REQUIREMENT 1:
Reproduce the records starting at the line containing "If you could point out the printed" and ending at the end of the records, swapping "couch throw" for "sofa blanket" and leaving everything else unchanged.

PASSAGE:
==================================================
Five ways to crowdsource your reporting with Facebook

byMaite Fernandez
Sep 8, 2011 in Journalism Basics

With more than 750 million users worldwide, Facebook is a great source of collective knowledge.

Journalists increasingly use this tool through the creation of Facebook pages to engage their audience and allow them to participate in the news cycle.

And users respond. According to Facebook’s stats, the average user is connected to 80 community pages, groups and events.

Vadim Lavrusik, Journalist Program Manager for Facebook, recently published a post in the “Facebook + Journalists” guide detailing how news organizations are using this social medium to crowdsource stories.

Here are some of the examples from the guide along with others found by IJNet.

  • To find stories and personal testimonies. In the wake of the 10-year anniversary of the Sept. 11, 2001 attacks on New York City and Washington, the Associated Press used its Facebook page to ask readers for their personal stories. The news wire also told its audience that a reporter might contact people for verification purposes.

The Joplin Globe also asked its readers to share how their lives changed 100 days after the devastating tornado that hit Joplin, Missouri.
==================================================
SOURCE RECORDS:
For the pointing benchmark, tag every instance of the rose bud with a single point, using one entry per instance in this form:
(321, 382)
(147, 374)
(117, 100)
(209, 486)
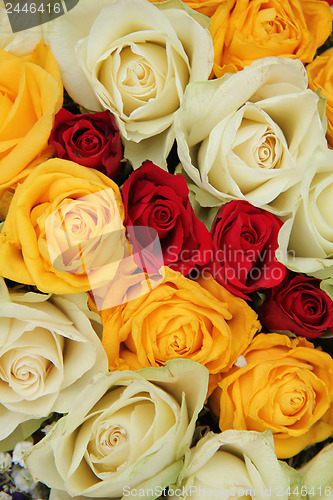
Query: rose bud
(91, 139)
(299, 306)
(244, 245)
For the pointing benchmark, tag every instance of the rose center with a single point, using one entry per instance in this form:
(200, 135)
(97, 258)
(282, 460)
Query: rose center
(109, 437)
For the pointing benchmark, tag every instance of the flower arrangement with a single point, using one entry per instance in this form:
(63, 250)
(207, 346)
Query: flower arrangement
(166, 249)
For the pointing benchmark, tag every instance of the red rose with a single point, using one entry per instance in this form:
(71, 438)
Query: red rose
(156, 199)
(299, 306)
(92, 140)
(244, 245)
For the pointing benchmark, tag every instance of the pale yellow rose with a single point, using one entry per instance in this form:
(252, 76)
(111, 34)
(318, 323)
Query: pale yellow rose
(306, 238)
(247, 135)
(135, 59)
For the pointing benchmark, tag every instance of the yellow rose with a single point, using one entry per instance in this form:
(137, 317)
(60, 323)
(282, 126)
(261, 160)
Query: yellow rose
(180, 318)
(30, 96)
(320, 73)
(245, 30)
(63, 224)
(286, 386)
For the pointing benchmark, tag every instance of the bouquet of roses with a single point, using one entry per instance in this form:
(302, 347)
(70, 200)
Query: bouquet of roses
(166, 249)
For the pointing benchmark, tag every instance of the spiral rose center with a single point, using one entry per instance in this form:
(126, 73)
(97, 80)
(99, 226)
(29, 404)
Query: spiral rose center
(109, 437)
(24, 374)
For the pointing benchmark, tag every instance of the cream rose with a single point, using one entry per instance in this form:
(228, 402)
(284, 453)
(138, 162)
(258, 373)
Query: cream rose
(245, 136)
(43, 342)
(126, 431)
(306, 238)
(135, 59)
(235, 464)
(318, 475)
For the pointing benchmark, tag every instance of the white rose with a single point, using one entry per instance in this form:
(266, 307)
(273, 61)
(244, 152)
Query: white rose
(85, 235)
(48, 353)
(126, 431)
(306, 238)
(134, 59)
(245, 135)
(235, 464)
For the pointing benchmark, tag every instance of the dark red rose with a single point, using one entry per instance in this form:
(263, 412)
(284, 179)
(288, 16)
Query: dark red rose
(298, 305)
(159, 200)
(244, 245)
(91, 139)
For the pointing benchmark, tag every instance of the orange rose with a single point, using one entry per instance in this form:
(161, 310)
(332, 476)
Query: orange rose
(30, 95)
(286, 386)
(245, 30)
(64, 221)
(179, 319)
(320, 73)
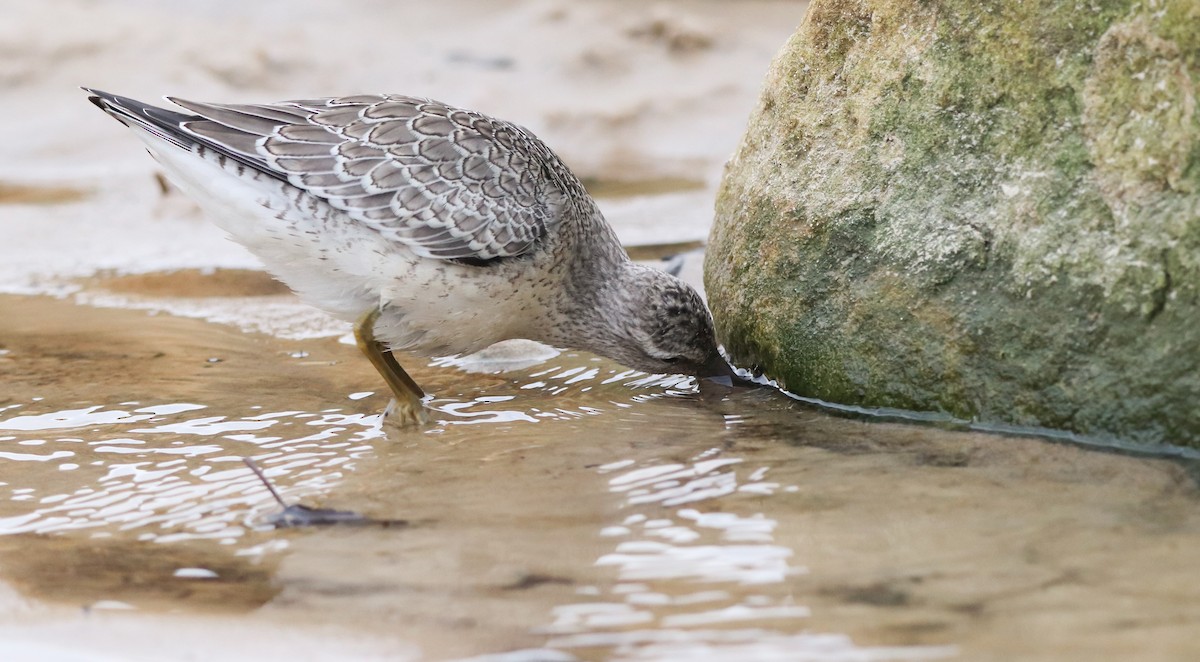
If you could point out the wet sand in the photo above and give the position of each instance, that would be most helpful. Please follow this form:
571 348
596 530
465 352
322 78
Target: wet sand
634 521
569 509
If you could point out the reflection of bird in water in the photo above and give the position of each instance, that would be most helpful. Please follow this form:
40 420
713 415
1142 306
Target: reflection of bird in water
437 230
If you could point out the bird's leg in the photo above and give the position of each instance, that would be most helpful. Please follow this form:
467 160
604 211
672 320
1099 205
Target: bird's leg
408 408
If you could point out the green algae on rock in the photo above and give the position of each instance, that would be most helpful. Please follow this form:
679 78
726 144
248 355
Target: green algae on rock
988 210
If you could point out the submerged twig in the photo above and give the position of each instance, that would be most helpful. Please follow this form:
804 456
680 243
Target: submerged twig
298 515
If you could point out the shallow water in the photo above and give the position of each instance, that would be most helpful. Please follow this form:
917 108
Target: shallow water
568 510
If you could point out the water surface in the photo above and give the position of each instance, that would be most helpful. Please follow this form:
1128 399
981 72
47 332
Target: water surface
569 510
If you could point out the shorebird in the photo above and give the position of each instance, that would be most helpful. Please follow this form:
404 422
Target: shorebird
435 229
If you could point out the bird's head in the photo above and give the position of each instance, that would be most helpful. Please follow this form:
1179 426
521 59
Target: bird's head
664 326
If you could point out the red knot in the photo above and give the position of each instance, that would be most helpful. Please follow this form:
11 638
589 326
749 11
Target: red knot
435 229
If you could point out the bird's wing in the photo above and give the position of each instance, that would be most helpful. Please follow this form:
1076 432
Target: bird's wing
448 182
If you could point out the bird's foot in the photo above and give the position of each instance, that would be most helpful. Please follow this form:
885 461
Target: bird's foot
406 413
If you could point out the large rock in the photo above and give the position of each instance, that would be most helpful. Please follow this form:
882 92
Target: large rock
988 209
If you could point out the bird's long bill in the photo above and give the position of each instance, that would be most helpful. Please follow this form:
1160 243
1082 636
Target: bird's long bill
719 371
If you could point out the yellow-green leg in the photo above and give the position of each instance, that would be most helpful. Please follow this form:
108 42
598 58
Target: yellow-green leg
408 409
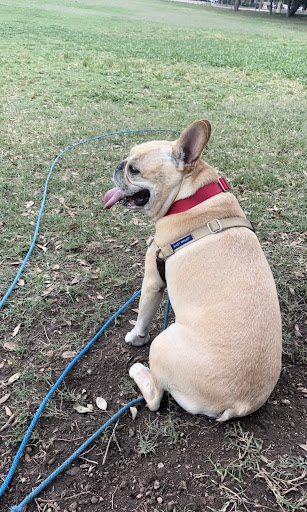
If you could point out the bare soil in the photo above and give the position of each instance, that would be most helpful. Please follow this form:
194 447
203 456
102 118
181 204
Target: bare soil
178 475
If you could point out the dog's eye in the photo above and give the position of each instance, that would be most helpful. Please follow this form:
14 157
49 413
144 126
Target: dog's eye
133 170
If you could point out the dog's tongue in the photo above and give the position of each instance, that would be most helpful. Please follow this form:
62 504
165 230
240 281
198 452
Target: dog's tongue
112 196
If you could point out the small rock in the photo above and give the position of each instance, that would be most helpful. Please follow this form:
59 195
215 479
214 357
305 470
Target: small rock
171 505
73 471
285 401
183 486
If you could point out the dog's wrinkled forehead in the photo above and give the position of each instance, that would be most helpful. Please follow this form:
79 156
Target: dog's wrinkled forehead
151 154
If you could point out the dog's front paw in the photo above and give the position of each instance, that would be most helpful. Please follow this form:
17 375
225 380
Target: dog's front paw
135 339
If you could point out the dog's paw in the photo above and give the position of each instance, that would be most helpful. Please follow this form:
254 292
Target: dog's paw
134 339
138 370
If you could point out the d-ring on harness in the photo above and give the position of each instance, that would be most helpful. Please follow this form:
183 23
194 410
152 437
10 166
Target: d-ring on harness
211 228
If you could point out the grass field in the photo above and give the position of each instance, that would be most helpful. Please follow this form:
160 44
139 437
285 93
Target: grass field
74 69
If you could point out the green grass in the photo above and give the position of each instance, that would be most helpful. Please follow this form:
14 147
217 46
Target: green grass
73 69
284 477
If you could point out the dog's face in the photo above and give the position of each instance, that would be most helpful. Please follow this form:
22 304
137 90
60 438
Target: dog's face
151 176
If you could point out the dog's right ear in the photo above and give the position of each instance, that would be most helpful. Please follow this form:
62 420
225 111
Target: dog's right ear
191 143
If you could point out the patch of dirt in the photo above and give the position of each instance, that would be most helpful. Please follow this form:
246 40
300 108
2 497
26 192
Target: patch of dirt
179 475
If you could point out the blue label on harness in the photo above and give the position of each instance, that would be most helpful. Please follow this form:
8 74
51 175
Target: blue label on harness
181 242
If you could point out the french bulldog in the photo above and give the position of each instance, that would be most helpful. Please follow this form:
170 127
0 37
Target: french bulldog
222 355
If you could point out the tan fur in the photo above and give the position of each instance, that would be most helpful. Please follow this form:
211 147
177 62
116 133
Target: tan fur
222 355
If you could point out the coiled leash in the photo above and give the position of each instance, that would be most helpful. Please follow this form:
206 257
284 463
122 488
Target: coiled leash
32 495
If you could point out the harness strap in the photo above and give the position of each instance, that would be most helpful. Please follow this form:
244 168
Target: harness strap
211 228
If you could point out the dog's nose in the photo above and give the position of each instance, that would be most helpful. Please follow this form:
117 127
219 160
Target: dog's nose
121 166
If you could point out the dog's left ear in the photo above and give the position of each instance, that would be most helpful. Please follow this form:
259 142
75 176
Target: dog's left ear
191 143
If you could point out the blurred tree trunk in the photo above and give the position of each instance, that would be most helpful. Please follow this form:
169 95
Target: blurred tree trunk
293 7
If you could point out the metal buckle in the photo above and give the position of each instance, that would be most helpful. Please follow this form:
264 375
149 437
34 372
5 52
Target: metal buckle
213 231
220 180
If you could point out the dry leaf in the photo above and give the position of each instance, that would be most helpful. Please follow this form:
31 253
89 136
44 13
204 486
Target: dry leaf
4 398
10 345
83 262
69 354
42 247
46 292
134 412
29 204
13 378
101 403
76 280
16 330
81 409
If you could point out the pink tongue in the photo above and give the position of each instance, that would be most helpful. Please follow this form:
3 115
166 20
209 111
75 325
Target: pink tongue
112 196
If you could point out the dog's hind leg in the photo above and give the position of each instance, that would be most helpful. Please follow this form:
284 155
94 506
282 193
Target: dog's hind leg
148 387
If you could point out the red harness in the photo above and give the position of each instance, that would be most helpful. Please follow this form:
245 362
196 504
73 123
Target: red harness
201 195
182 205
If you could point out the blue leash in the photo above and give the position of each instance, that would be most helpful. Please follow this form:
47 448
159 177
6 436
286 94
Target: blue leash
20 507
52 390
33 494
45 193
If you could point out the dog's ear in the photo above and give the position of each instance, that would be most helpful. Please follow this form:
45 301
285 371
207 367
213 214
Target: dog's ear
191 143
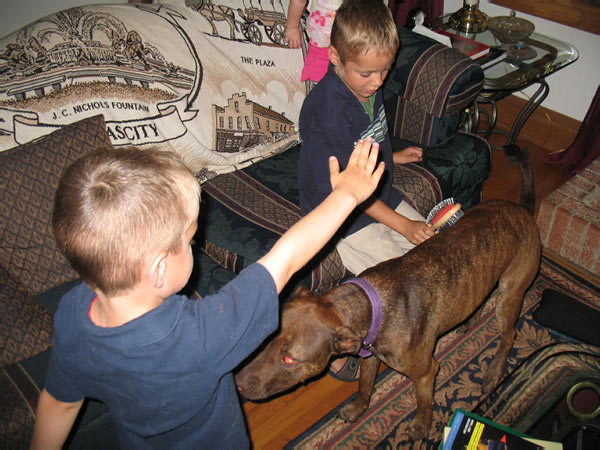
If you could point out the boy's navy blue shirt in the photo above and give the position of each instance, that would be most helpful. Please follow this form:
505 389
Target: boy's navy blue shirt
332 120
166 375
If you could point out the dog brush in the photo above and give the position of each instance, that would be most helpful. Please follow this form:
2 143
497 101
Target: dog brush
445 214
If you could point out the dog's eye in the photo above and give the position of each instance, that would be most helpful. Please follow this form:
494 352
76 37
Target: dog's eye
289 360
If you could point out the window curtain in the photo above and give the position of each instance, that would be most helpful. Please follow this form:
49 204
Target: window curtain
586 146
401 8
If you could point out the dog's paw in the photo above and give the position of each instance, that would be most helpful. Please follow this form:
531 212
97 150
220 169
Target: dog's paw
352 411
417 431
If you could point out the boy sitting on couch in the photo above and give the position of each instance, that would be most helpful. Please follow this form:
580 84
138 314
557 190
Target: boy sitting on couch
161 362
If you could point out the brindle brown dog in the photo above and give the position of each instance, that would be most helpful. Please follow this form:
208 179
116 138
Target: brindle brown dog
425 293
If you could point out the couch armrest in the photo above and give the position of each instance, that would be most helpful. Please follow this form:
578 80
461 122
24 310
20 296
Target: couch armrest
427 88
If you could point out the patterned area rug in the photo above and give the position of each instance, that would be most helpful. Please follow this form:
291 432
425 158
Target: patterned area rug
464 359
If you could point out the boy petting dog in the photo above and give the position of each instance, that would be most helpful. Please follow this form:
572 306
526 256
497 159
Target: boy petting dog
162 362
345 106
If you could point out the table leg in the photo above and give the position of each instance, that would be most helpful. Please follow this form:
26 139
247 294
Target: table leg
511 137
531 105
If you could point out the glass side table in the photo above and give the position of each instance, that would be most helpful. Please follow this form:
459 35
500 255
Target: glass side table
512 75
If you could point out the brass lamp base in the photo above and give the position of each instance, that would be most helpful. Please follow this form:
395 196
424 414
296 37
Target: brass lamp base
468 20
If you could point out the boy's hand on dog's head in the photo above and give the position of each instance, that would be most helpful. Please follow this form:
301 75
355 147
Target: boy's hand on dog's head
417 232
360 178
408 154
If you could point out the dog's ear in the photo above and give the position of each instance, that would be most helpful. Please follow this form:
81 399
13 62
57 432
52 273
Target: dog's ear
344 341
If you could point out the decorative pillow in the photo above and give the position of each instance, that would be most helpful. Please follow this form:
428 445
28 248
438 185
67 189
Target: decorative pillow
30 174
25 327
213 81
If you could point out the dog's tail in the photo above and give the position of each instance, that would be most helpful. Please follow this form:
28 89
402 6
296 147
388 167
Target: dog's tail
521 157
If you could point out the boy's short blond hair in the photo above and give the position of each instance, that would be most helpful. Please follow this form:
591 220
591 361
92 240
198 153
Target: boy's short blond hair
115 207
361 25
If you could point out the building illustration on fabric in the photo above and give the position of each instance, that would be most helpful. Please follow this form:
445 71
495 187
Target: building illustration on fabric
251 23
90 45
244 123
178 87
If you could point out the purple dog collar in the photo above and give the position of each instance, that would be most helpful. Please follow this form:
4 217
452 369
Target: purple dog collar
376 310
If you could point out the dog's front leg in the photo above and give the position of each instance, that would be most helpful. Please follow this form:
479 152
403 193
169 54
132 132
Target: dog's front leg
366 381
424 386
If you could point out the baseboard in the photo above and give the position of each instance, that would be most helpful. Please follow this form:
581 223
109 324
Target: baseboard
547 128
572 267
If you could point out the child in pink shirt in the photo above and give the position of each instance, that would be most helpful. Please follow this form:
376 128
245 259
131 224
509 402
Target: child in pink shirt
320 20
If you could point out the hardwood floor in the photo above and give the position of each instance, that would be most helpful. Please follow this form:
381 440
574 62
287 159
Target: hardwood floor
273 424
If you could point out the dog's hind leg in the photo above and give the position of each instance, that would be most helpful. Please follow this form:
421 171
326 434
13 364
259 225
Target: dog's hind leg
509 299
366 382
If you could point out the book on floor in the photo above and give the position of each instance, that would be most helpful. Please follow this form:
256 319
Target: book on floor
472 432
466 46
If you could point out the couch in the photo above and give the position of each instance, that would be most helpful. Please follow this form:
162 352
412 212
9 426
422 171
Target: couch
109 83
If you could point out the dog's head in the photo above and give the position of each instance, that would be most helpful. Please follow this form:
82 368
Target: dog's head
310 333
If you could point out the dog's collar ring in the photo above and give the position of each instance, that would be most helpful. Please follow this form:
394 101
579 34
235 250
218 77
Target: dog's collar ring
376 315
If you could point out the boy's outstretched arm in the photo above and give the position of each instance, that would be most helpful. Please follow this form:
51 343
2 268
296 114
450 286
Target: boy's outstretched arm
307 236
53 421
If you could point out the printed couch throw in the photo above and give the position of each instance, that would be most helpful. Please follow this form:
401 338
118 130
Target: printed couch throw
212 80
==================================================
REQUIREMENT 2:
Answer these from the article on crowdsourcing with Facebook:
(a) How many users worldwide does Facebook have?
(b) According to Facebook's stats, how many community pages, groups and events is the average user connected to?
(c) How many days after the tornado did the Joplin Globe ask readers how their lives had changed?

WORKED SOLUTION 1:
If you could point out the printed sofa blanket in the photo above and give the position of each instance, that would be most helpful. Please follow this form:
401 338
118 130
Target: printed sofa blanket
212 80

WORKED SOLUTION 2:
(a) More than 750 million
(b) 80
(c) 100 days